> Written exercise:
Could you print out the material below line for line, with nothing changed?

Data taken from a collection
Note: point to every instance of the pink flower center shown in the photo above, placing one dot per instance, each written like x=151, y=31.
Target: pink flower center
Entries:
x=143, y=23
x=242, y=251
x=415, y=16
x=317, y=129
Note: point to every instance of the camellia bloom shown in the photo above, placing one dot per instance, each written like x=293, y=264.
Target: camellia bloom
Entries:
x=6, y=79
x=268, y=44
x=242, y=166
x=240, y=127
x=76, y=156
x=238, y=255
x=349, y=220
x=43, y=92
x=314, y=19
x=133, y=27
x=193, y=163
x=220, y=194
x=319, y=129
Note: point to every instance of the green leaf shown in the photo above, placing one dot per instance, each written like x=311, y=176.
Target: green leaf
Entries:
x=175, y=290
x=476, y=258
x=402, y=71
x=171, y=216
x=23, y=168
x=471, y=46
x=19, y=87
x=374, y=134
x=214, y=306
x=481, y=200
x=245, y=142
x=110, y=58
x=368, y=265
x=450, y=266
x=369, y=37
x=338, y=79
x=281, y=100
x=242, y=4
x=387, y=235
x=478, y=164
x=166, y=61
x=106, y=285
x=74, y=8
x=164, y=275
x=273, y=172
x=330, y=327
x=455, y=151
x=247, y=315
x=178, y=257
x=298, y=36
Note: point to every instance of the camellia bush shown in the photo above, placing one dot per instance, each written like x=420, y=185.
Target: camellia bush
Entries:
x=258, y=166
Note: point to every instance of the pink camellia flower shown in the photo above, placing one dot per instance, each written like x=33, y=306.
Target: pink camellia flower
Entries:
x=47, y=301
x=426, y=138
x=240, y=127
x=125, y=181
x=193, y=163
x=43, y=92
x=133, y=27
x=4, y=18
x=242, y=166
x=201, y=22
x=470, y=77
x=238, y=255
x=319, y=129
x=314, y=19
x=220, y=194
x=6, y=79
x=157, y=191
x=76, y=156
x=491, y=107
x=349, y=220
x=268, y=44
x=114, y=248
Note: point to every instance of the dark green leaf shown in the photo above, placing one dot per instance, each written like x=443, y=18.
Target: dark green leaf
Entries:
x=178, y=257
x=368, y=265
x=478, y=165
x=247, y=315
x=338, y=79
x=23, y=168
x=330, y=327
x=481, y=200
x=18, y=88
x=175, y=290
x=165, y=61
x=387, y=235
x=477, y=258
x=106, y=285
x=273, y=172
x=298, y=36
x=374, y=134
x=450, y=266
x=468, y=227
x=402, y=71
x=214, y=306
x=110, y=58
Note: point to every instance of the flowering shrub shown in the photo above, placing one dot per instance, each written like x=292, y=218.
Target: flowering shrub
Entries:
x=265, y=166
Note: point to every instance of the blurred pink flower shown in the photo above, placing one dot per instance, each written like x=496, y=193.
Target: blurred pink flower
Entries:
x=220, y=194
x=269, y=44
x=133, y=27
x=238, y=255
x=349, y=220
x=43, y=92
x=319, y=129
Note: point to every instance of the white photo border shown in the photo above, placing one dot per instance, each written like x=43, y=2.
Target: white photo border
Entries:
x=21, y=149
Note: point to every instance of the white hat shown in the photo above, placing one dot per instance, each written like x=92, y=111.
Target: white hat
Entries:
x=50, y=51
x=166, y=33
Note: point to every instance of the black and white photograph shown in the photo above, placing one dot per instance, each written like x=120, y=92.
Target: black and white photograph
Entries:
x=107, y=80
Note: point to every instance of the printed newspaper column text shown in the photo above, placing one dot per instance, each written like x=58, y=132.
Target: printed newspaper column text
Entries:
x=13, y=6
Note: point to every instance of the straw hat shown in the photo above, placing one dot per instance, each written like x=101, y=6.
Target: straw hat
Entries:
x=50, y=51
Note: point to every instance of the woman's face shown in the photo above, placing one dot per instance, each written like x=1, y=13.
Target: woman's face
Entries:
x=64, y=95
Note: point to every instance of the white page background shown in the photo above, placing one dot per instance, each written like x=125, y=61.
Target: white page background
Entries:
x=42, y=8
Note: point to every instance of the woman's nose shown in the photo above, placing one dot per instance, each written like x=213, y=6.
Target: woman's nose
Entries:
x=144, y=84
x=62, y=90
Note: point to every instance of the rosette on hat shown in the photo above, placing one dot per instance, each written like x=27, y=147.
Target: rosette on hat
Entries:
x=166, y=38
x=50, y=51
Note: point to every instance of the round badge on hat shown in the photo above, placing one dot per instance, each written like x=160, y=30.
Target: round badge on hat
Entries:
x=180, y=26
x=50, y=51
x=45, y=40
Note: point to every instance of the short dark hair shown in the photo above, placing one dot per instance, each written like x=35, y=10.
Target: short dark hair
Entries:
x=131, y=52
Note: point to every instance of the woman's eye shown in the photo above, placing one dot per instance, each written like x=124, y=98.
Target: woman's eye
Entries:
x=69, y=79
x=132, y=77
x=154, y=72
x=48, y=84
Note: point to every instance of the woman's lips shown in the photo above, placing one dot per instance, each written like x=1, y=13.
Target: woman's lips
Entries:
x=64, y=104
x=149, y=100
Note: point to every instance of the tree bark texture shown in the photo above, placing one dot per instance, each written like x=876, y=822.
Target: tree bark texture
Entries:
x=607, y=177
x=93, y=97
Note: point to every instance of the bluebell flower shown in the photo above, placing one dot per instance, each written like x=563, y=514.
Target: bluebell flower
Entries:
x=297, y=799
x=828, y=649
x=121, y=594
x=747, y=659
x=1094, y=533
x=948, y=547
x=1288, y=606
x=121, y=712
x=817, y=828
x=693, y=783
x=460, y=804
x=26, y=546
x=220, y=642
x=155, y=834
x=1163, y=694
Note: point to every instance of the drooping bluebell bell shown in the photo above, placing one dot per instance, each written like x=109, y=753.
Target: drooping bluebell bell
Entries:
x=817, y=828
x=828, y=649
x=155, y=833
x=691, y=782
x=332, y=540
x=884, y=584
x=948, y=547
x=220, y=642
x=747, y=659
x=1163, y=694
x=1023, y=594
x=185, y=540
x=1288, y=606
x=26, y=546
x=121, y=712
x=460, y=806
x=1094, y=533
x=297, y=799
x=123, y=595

> Answer:
Note: point to every instance of the pink flower center shown in the photo above, placing one dot per instance, each written like x=151, y=31.
Target: pink flower center
Entries:
x=143, y=23
x=242, y=251
x=415, y=16
x=317, y=129
Note: point to every instance of the camellia bloom shown in the photo above, placing one dot per instance, each written like x=293, y=264.
Target: camellia bloom
Entries:
x=6, y=79
x=268, y=44
x=242, y=166
x=240, y=127
x=76, y=156
x=238, y=255
x=349, y=220
x=43, y=92
x=314, y=19
x=133, y=27
x=193, y=163
x=220, y=194
x=319, y=129
Note: point to every instance of the green leaf shown in the photo above, placing one dot per instance, each written like x=311, y=176.
Target: green leaf
Entries:
x=175, y=290
x=476, y=258
x=402, y=71
x=171, y=216
x=23, y=168
x=471, y=46
x=19, y=87
x=374, y=134
x=214, y=306
x=481, y=200
x=245, y=142
x=110, y=58
x=368, y=265
x=450, y=266
x=369, y=37
x=338, y=79
x=281, y=100
x=242, y=4
x=387, y=235
x=478, y=164
x=166, y=61
x=106, y=285
x=74, y=8
x=164, y=275
x=273, y=172
x=330, y=327
x=455, y=151
x=247, y=315
x=178, y=257
x=298, y=36
Note: point to every instance of the camellia bush shown in the photo above, placing one dot per instance, each written like x=420, y=185.
Target: camellia bush
Entries:
x=258, y=166
Note: point to every instance of the pink camellia flower shown in the photo above, placing one dot per instance, each written like x=33, y=306.
Target: pink camellia flower
Entries:
x=47, y=301
x=426, y=138
x=240, y=127
x=125, y=181
x=193, y=163
x=43, y=92
x=133, y=27
x=4, y=18
x=242, y=166
x=201, y=22
x=470, y=77
x=238, y=255
x=319, y=129
x=314, y=19
x=220, y=194
x=6, y=79
x=157, y=191
x=76, y=156
x=491, y=107
x=349, y=220
x=268, y=44
x=114, y=248
Note: point to every instance of the dark green leaf shown in the photo above, placing one dot per instance, each written like x=443, y=18.
Target: dark green leaf
Entries:
x=178, y=257
x=368, y=265
x=478, y=165
x=247, y=315
x=338, y=79
x=23, y=168
x=330, y=327
x=481, y=200
x=18, y=88
x=175, y=290
x=165, y=61
x=387, y=235
x=477, y=258
x=106, y=285
x=273, y=172
x=298, y=36
x=374, y=134
x=450, y=266
x=468, y=227
x=402, y=71
x=214, y=306
x=110, y=58
Note: point to every instance of the flowering shrub shown in the photo above, placing one dot per instance, each written like x=292, y=218.
Target: flowering shrub
Entries:
x=265, y=166
Note: point to every instance of the blurred pink flower shown in the photo above, placing one dot per instance, each written like x=496, y=193.
Target: blurred pink flower
Entries:
x=220, y=194
x=269, y=44
x=133, y=27
x=238, y=255
x=349, y=220
x=43, y=92
x=319, y=129
Note: point to every instance of the white photo border shown in the photo above, placing one dot per instance, each written like x=43, y=2.
Target: white photo border
Entries:
x=21, y=149
Note: point to every instance of the white hat shown in the photo above, placing one dot per instance, each written like x=92, y=111.
Target: white hat
Entries:
x=50, y=51
x=166, y=33
Note: point to every instance of the black and white photograph shown in the photo above, placing one dot per instance, each written like x=120, y=92.
Target: black and white photograph
Entries:
x=107, y=80
Note: point to every instance of the printed newspaper column text shown in the photo above, placing one dot per instance, each written like x=58, y=132.
Target: printed newspaper column text
Entries:
x=13, y=6
Note: point to every instance of the straw hat shown in the photo above, placing one dot per instance, each written like x=101, y=6.
Target: straw hat
Entries:
x=50, y=51
Note: point to every instance of the woman's face shown in the photo above, placing one dot per instance, each written like x=1, y=13.
Target: woman's face
Entries:
x=64, y=95
Note: point to every instance of the white page background shown in the photo above, placing one dot per instance, each written like x=125, y=61.
Target: white page background
Entries:
x=42, y=8
Note: point to every instance of the woman's nose shown in the photo above, placing one dot per instance, each written like x=213, y=6.
Target: woman's nose
Entries:
x=144, y=84
x=62, y=90
Note: point to every instance of the rosette on hat shown in the photo above, placing one dot per instance, each written like x=27, y=147.
Target: rosette on hat
Entries:
x=166, y=38
x=50, y=51
Note: point to every instance of the round badge on hat shown in the photo above, placing one dot per instance, each written like x=160, y=30.
Target: round badge on hat
Entries:
x=180, y=26
x=50, y=51
x=45, y=40
Note: point to every instance of the short dark hair shown in the photo above, placing one dot per instance, each written like x=35, y=10.
Target: short dark hair
Entries:
x=131, y=52
Note: point to every instance of the woman's eye shown in the photo above, placing one dot per instance, each written like x=124, y=98.
Target: woman's eye
Entries:
x=69, y=79
x=132, y=77
x=154, y=72
x=48, y=84
Note: point to every instance of the woman's lips shown in the photo above, placing one dot per instance, each written like x=1, y=13.
Target: woman's lips
Entries:
x=64, y=104
x=149, y=100
Note: point to every instance of the tree bark texture shown in the photo above, placing one dot per instance, each written like x=876, y=822.
Target: tree bark texture
Entries:
x=607, y=177
x=93, y=97
Note: point to every instance of the bluebell flower shown in the photo above, placing one dot per instance, each written like x=563, y=514.
Target: bluebell flower
Entries:
x=297, y=799
x=828, y=649
x=121, y=594
x=747, y=659
x=1094, y=533
x=948, y=547
x=1288, y=606
x=121, y=712
x=817, y=828
x=693, y=783
x=460, y=804
x=26, y=546
x=220, y=642
x=155, y=834
x=1163, y=694
Note: point to every instance of the drooping bluebell bell shown in the photo above, placing one dot per instance, each written like x=109, y=753.
Target: drooping bluebell bell
Entries:
x=817, y=828
x=828, y=649
x=155, y=833
x=691, y=782
x=332, y=540
x=884, y=584
x=948, y=547
x=220, y=642
x=747, y=659
x=1163, y=694
x=1023, y=594
x=185, y=540
x=1288, y=606
x=26, y=546
x=121, y=712
x=460, y=806
x=1094, y=533
x=297, y=799
x=123, y=595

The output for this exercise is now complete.